**Natural-language object grounding data**
--- START ---

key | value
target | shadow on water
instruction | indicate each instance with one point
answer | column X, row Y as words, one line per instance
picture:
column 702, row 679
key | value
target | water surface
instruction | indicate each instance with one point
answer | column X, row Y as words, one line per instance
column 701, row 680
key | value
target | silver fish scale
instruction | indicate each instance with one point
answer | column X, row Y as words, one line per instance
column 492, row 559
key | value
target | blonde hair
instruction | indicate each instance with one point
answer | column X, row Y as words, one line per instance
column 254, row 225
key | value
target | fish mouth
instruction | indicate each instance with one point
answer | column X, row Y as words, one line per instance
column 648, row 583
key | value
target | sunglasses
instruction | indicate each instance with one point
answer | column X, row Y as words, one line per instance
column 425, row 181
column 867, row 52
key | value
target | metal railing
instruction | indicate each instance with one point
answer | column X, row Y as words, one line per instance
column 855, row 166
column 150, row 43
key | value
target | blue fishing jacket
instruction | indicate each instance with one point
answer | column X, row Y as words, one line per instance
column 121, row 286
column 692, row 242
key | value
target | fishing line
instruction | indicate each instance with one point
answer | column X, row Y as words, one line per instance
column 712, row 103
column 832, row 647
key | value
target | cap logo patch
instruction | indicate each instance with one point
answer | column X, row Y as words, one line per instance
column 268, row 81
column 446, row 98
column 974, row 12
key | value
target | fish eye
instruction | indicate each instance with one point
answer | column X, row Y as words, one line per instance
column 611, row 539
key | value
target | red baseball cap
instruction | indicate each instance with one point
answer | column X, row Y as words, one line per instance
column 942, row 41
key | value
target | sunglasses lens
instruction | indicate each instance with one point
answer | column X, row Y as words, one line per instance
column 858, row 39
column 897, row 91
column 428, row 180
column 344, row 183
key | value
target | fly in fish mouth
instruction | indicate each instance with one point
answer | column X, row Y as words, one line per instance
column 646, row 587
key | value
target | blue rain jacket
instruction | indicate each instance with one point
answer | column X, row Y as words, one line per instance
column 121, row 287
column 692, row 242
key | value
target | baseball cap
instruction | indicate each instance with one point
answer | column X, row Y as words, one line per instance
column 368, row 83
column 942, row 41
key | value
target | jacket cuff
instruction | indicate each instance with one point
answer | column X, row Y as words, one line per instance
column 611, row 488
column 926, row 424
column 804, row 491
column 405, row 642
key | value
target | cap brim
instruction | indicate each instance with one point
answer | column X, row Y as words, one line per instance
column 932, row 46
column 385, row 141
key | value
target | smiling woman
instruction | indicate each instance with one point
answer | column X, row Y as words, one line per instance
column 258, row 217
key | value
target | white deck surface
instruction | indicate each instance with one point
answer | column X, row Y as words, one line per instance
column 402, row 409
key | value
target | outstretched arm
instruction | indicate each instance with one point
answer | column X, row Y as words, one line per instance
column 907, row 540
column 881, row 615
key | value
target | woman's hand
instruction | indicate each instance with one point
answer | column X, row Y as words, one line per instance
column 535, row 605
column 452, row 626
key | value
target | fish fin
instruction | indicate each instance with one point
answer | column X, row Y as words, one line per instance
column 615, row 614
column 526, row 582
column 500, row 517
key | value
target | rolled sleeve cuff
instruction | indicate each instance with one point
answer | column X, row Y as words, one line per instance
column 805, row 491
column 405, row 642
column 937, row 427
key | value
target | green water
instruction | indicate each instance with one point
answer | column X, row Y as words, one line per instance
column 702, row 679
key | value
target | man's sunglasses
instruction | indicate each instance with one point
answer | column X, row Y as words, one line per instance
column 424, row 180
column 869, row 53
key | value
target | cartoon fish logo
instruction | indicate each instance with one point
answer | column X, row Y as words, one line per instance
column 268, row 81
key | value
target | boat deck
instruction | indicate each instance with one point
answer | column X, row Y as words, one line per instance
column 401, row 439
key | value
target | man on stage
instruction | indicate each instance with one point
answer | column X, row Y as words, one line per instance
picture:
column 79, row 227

--- END ---
--- START ---

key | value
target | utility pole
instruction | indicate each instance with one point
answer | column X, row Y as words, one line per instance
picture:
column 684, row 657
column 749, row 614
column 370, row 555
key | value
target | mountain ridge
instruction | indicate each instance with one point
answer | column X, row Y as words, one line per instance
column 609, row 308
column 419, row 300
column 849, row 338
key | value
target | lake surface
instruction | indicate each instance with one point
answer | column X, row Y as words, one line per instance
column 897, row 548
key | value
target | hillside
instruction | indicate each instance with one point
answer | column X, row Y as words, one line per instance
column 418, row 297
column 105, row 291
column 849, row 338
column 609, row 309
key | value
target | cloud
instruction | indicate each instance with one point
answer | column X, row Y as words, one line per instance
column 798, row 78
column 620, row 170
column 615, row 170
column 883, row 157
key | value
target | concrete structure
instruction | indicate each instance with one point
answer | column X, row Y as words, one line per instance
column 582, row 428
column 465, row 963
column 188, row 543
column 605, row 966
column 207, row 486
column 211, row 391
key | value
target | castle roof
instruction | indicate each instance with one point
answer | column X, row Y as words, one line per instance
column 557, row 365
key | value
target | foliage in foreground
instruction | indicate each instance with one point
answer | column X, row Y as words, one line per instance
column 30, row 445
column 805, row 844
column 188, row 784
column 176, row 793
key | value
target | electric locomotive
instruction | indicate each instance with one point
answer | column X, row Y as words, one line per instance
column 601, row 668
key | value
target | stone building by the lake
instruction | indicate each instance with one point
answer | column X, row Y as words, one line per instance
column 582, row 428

--- END ---

**What you are asked to do**
Only lines containing the string "deck" are needed. Pull each of them out of the records above.

**Response**
target | white deck surface
target | boat deck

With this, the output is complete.